▶ [Task statement]
Reproduce the lines that follow with each "easter egg" changed to "Easter egg" and everything else left the same. Leave out the pictures.

▶ [Task inputs]
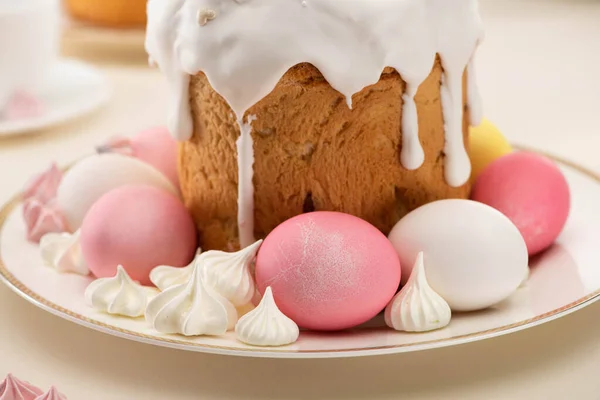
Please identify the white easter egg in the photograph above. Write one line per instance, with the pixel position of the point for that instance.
(94, 176)
(475, 256)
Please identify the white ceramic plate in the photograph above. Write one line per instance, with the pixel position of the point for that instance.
(564, 279)
(74, 89)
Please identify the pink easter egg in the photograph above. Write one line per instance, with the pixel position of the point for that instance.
(328, 271)
(531, 191)
(139, 227)
(158, 148)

▶ [Answer]
Please identify the white Easter egg in the photograph above. Write one line per instance, with the pixel position of the point for that instance.
(94, 176)
(475, 256)
Please identify the white ceramic plate in the photograph above. Write one line per instance, with the pixel position of the point for that instance.
(564, 279)
(74, 89)
Please identify the pink Easter egg in the photograph above. Write one line per instance, with the pixel position of the point for that instance.
(328, 271)
(531, 191)
(139, 227)
(158, 148)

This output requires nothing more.